→ AIM OF THE TASK: Pick out every line in the entries below that contains the word "shirt", and copy each of those lines. Case counts.

→ TASK MATERIAL:
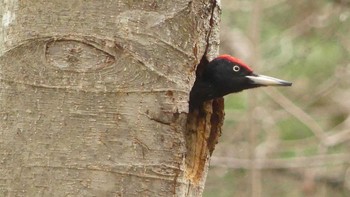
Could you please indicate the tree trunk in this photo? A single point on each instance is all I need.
(94, 97)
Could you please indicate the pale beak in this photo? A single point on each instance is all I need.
(267, 81)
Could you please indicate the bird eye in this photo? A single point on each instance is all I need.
(236, 68)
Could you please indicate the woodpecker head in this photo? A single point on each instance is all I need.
(226, 74)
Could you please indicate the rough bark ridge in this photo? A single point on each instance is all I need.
(93, 96)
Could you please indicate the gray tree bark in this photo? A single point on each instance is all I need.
(94, 97)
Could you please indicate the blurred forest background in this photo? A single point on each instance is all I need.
(286, 142)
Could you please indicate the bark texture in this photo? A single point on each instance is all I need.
(94, 97)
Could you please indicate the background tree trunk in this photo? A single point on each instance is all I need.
(94, 96)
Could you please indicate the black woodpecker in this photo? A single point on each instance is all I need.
(224, 75)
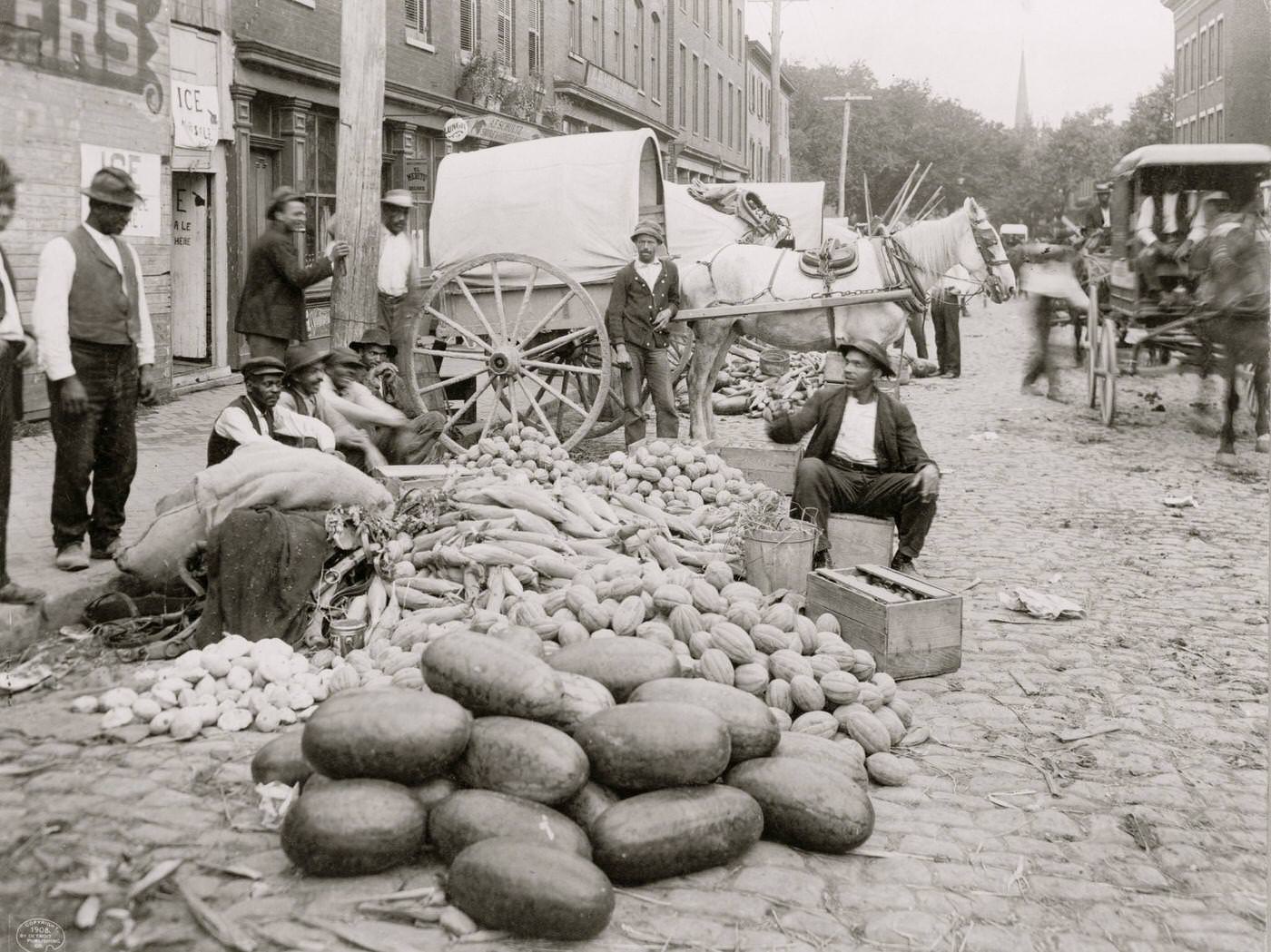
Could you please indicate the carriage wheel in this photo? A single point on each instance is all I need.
(1092, 336)
(520, 373)
(1108, 370)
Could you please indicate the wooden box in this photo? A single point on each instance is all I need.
(908, 638)
(400, 479)
(771, 464)
(855, 540)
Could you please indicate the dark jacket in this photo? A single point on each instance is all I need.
(895, 435)
(273, 289)
(632, 308)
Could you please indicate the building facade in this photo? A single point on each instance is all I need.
(762, 112)
(1222, 70)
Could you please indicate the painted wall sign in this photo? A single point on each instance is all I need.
(103, 42)
(146, 172)
(194, 118)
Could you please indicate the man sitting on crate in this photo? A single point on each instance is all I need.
(863, 457)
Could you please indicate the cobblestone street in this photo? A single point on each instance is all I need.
(1146, 833)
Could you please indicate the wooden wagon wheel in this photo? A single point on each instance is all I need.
(517, 360)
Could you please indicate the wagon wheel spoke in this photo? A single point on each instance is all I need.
(537, 412)
(477, 310)
(464, 332)
(557, 342)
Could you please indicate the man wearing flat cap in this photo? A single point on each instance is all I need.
(256, 416)
(645, 295)
(98, 351)
(863, 457)
(272, 307)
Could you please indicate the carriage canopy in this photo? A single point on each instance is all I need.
(568, 200)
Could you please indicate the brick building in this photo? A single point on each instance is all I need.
(762, 112)
(1222, 70)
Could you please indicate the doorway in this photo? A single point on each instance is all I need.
(191, 272)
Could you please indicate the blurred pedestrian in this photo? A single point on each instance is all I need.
(16, 349)
(98, 351)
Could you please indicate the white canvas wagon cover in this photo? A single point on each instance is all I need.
(569, 200)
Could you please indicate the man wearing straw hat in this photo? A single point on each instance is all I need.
(645, 297)
(272, 308)
(98, 351)
(863, 457)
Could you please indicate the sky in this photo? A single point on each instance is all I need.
(1079, 53)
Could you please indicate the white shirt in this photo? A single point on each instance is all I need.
(857, 432)
(50, 317)
(10, 326)
(397, 256)
(234, 424)
(1148, 211)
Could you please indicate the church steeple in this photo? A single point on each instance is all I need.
(1023, 120)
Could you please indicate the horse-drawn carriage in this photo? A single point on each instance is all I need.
(1122, 303)
(527, 240)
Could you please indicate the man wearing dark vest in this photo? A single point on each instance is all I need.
(16, 349)
(256, 416)
(97, 348)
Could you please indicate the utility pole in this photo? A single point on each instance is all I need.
(847, 99)
(774, 79)
(359, 152)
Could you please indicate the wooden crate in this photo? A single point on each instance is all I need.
(908, 638)
(857, 540)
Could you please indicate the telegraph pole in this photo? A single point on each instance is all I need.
(359, 155)
(847, 99)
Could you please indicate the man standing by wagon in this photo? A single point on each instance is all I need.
(98, 352)
(863, 457)
(645, 295)
(272, 308)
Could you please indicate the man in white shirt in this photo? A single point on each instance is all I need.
(97, 348)
(1159, 229)
(16, 349)
(863, 456)
(398, 276)
(256, 416)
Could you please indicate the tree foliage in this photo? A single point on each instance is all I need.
(1019, 174)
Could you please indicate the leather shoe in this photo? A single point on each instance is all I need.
(72, 558)
(15, 594)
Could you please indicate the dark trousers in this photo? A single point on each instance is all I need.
(823, 488)
(655, 367)
(9, 378)
(98, 447)
(949, 339)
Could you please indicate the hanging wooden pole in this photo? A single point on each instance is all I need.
(359, 154)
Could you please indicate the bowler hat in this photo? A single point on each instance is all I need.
(375, 337)
(398, 197)
(281, 196)
(873, 351)
(648, 228)
(302, 355)
(113, 187)
(343, 355)
(257, 367)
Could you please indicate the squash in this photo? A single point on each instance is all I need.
(806, 805)
(619, 663)
(652, 745)
(675, 831)
(469, 816)
(352, 828)
(752, 730)
(488, 676)
(390, 733)
(530, 890)
(521, 758)
(281, 761)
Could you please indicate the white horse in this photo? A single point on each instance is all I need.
(752, 273)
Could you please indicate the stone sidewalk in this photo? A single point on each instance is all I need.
(1143, 833)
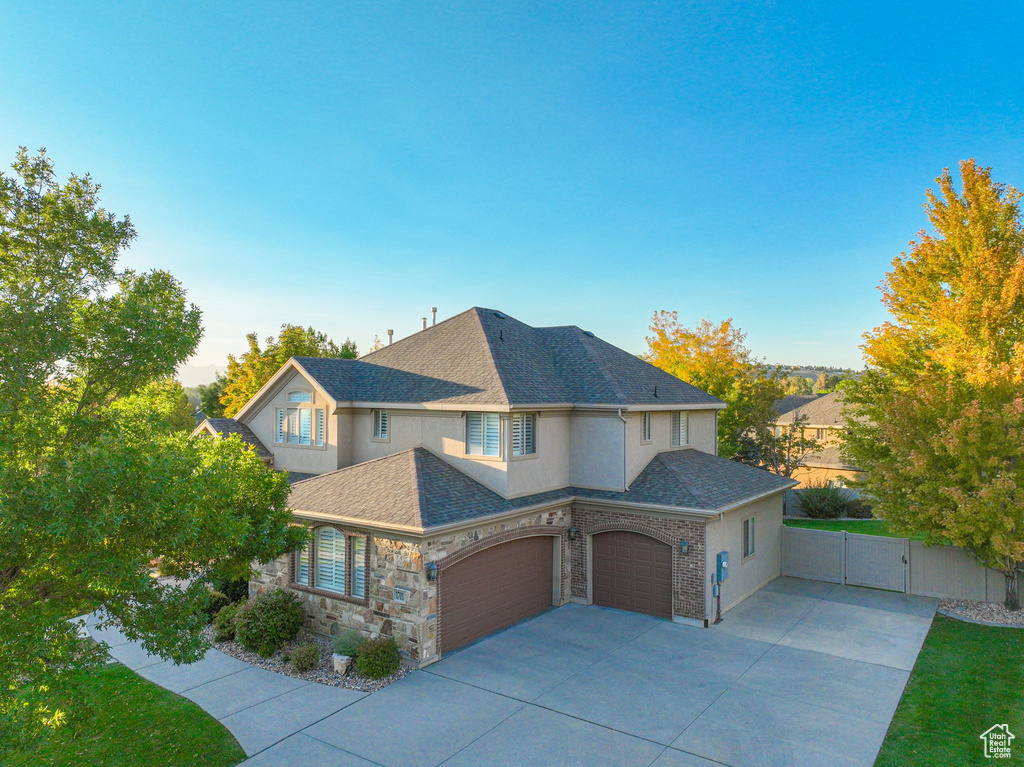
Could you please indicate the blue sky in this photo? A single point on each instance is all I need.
(349, 165)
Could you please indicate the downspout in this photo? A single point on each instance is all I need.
(625, 422)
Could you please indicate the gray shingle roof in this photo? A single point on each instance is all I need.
(227, 426)
(416, 488)
(482, 356)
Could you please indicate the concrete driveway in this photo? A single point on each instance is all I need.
(802, 673)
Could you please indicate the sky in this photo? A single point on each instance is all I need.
(350, 165)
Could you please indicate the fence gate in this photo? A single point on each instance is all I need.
(877, 561)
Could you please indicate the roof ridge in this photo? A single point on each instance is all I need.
(356, 466)
(585, 340)
(491, 353)
(702, 499)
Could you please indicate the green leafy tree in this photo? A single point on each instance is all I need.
(714, 358)
(209, 397)
(95, 481)
(941, 433)
(246, 375)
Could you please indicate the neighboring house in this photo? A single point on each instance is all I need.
(482, 470)
(821, 419)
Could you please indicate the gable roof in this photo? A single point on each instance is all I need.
(226, 426)
(483, 356)
(824, 411)
(419, 491)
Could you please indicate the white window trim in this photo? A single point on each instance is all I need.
(374, 416)
(742, 538)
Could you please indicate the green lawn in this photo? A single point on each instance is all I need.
(967, 678)
(118, 719)
(863, 526)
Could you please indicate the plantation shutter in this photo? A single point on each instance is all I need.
(359, 569)
(331, 559)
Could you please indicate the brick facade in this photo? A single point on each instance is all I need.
(687, 571)
(397, 564)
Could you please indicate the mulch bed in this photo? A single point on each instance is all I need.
(986, 612)
(323, 674)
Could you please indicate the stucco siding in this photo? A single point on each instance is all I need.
(745, 577)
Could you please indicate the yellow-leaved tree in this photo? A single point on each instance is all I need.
(942, 444)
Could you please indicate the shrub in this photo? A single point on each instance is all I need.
(223, 624)
(823, 500)
(378, 657)
(215, 601)
(347, 643)
(305, 656)
(268, 621)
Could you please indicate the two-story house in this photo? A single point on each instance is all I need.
(482, 470)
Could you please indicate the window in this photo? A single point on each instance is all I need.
(299, 425)
(334, 561)
(680, 428)
(523, 434)
(382, 425)
(645, 427)
(483, 432)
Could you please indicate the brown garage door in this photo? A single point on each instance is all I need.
(632, 572)
(495, 588)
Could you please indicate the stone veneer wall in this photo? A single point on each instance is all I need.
(687, 571)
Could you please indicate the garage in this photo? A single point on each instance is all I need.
(495, 588)
(632, 571)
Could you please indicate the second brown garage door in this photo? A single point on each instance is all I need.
(632, 572)
(495, 588)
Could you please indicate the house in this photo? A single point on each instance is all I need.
(820, 418)
(482, 470)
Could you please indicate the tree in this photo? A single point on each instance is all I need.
(95, 478)
(941, 437)
(247, 375)
(209, 397)
(714, 358)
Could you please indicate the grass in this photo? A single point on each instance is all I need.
(967, 678)
(118, 719)
(863, 526)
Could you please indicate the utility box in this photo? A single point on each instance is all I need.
(722, 566)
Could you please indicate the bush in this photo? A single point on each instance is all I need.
(223, 624)
(268, 621)
(215, 601)
(378, 657)
(823, 500)
(305, 656)
(347, 643)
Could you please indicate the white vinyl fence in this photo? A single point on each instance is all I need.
(893, 563)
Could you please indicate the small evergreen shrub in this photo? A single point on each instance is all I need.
(215, 601)
(823, 500)
(378, 657)
(347, 643)
(223, 624)
(305, 656)
(268, 621)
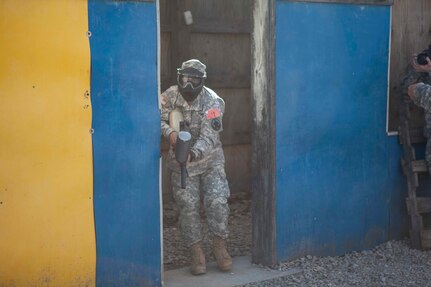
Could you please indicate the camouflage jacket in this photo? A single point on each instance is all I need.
(203, 120)
(421, 97)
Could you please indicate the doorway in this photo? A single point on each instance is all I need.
(219, 34)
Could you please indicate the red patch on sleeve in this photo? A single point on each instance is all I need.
(213, 113)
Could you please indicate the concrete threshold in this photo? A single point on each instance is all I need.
(242, 272)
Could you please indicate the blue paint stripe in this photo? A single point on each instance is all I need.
(126, 142)
(334, 169)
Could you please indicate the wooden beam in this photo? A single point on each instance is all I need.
(426, 239)
(362, 2)
(204, 25)
(263, 133)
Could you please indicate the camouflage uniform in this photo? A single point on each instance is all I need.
(203, 119)
(422, 98)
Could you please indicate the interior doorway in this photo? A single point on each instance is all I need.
(217, 32)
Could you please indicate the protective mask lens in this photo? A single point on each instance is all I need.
(194, 81)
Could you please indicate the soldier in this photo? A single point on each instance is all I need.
(417, 85)
(202, 111)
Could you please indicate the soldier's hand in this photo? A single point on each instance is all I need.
(411, 90)
(173, 139)
(421, 68)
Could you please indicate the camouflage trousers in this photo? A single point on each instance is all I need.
(215, 190)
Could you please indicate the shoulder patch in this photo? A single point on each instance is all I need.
(213, 113)
(163, 99)
(216, 124)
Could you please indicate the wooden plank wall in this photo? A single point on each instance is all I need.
(411, 33)
(220, 38)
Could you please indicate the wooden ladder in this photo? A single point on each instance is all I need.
(416, 206)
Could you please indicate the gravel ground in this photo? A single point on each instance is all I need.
(393, 263)
(239, 242)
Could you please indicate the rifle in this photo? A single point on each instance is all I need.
(182, 149)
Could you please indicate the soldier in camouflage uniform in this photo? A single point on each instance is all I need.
(202, 111)
(417, 85)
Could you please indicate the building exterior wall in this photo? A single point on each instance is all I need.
(337, 171)
(79, 156)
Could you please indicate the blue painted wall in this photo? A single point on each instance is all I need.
(125, 142)
(339, 184)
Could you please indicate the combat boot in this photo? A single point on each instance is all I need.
(224, 261)
(198, 260)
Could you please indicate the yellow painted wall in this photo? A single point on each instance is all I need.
(46, 205)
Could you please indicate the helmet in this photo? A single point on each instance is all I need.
(190, 78)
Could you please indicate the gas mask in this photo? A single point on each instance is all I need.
(190, 83)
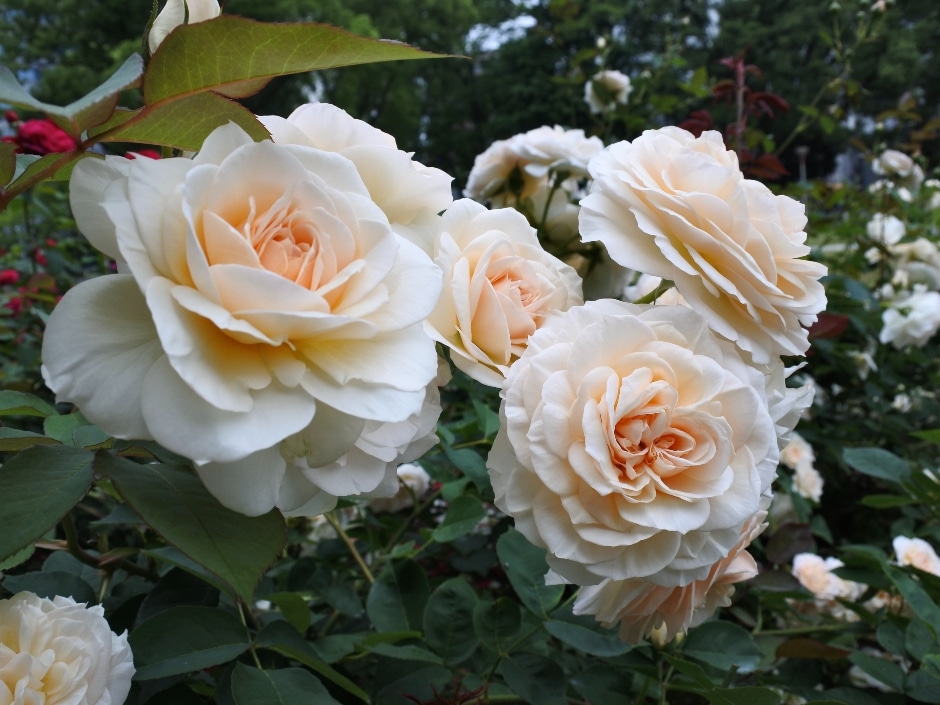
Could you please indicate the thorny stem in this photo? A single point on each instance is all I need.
(352, 548)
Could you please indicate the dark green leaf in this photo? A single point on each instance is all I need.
(185, 123)
(877, 462)
(285, 686)
(40, 486)
(14, 403)
(448, 621)
(536, 679)
(462, 517)
(396, 600)
(186, 639)
(723, 645)
(175, 503)
(526, 567)
(17, 440)
(496, 623)
(237, 57)
(282, 638)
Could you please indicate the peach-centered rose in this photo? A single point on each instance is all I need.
(643, 609)
(677, 207)
(59, 652)
(265, 321)
(499, 287)
(634, 444)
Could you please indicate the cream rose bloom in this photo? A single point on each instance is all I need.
(677, 207)
(410, 194)
(643, 609)
(266, 317)
(916, 552)
(59, 652)
(499, 287)
(177, 12)
(615, 86)
(634, 444)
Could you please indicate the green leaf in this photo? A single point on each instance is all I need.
(397, 598)
(184, 123)
(186, 639)
(16, 440)
(877, 462)
(914, 595)
(723, 645)
(880, 669)
(586, 634)
(88, 111)
(285, 686)
(281, 637)
(21, 404)
(448, 621)
(40, 486)
(7, 163)
(526, 567)
(745, 695)
(51, 583)
(175, 503)
(497, 623)
(462, 517)
(294, 608)
(536, 679)
(237, 57)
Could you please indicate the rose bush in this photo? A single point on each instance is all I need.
(499, 287)
(677, 207)
(59, 652)
(266, 318)
(633, 444)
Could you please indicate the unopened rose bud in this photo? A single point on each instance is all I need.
(177, 12)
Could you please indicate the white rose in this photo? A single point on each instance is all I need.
(643, 608)
(615, 86)
(409, 193)
(264, 299)
(414, 482)
(911, 319)
(634, 444)
(677, 207)
(500, 285)
(917, 553)
(886, 229)
(59, 652)
(177, 12)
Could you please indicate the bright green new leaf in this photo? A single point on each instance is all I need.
(282, 638)
(173, 501)
(448, 621)
(284, 686)
(186, 639)
(88, 111)
(40, 486)
(396, 599)
(237, 57)
(184, 122)
(526, 567)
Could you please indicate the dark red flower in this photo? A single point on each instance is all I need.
(41, 137)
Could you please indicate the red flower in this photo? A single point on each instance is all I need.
(41, 137)
(149, 153)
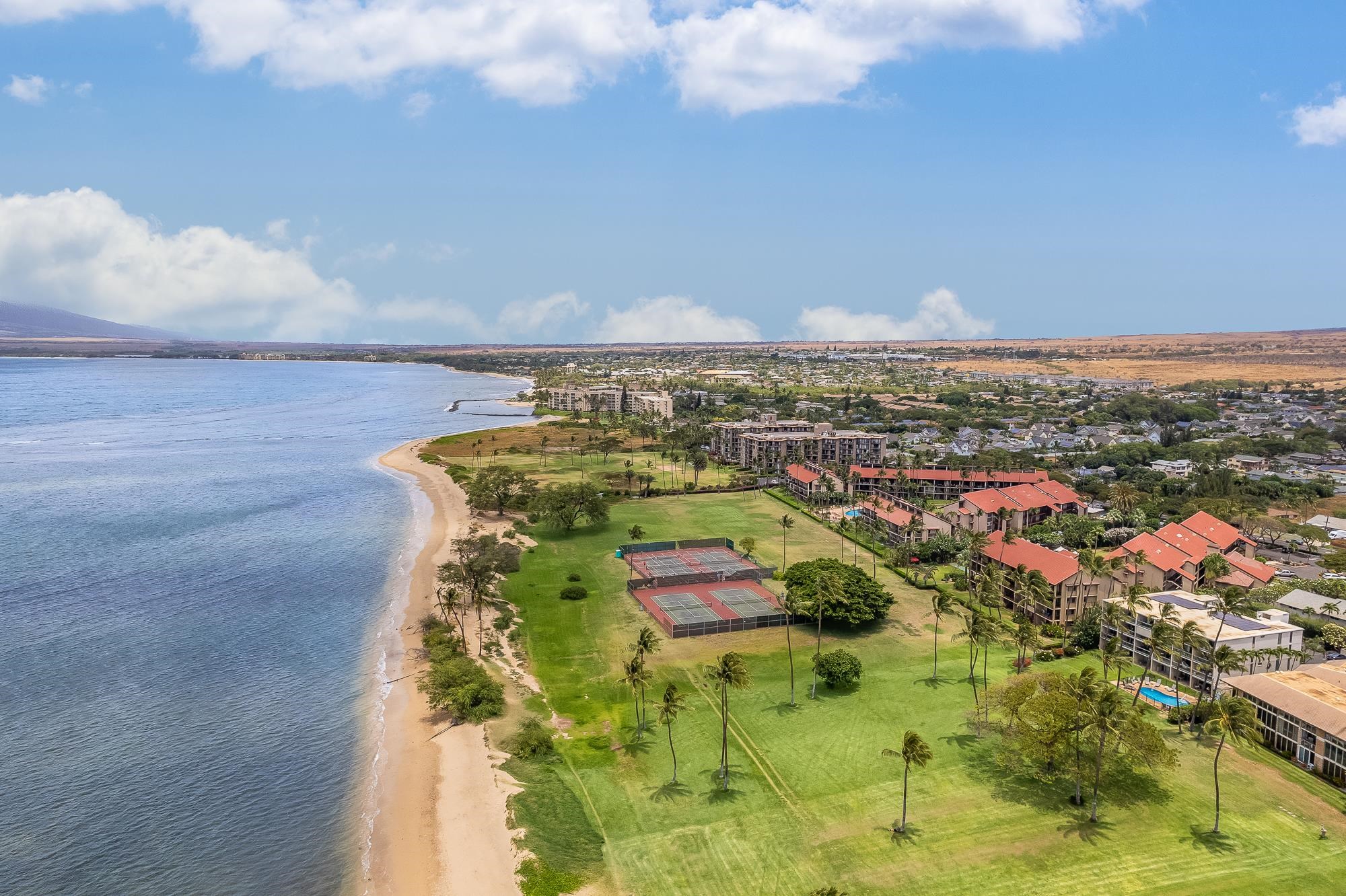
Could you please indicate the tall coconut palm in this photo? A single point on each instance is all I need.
(787, 524)
(789, 606)
(1125, 497)
(1106, 716)
(728, 672)
(636, 677)
(1231, 718)
(942, 605)
(1083, 688)
(915, 753)
(828, 589)
(670, 707)
(647, 642)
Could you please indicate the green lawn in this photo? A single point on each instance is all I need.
(812, 800)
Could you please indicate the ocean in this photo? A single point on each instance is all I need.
(196, 559)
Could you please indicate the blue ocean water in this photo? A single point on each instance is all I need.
(193, 559)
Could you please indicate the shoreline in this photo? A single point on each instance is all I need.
(441, 825)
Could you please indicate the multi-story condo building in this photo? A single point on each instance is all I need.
(1072, 590)
(1174, 554)
(1266, 632)
(775, 445)
(1017, 508)
(612, 399)
(1302, 714)
(894, 519)
(940, 484)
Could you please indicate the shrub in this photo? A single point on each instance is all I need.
(532, 739)
(862, 598)
(838, 668)
(462, 688)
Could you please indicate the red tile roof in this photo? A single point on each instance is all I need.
(942, 476)
(1216, 531)
(1255, 568)
(1056, 566)
(1048, 494)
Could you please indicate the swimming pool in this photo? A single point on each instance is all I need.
(1161, 698)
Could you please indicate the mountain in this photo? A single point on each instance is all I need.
(38, 321)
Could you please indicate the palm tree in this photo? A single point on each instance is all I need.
(942, 605)
(787, 524)
(670, 707)
(1026, 638)
(1125, 497)
(728, 672)
(915, 753)
(1106, 715)
(1083, 687)
(1231, 718)
(791, 607)
(828, 587)
(647, 642)
(636, 677)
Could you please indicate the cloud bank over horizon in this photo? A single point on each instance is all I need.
(81, 251)
(734, 57)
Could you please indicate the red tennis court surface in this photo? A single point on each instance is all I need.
(710, 609)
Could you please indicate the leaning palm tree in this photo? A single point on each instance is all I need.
(1231, 718)
(647, 642)
(636, 677)
(915, 753)
(670, 707)
(942, 605)
(728, 672)
(787, 524)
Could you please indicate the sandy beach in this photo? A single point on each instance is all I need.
(442, 825)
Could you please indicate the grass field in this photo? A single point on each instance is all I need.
(812, 800)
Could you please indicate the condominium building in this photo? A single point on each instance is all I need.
(610, 399)
(1017, 508)
(940, 484)
(1072, 591)
(1266, 632)
(893, 517)
(1302, 715)
(1173, 556)
(775, 445)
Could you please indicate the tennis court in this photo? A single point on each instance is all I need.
(710, 609)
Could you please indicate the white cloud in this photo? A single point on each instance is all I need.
(723, 54)
(777, 53)
(1321, 126)
(672, 320)
(81, 251)
(940, 315)
(418, 104)
(374, 254)
(540, 317)
(32, 89)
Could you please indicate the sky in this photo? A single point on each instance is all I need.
(466, 172)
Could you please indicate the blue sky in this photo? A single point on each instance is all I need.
(707, 178)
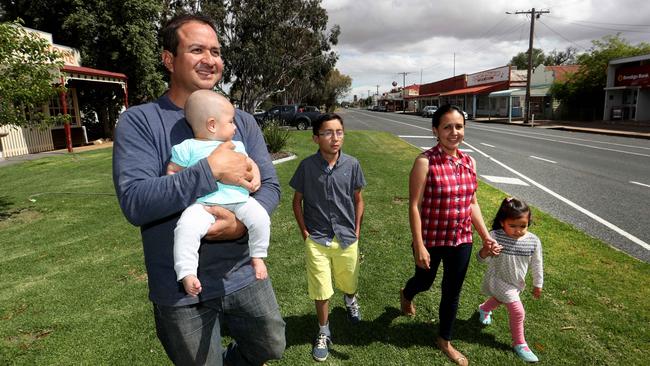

→ REPLY TO THE EXERCISE:
Could you please indicate the white shirt in this photo? A single point on each instance is all I need.
Could you please indicate the man in white shirt in this photo? A single point on each instance is all I need.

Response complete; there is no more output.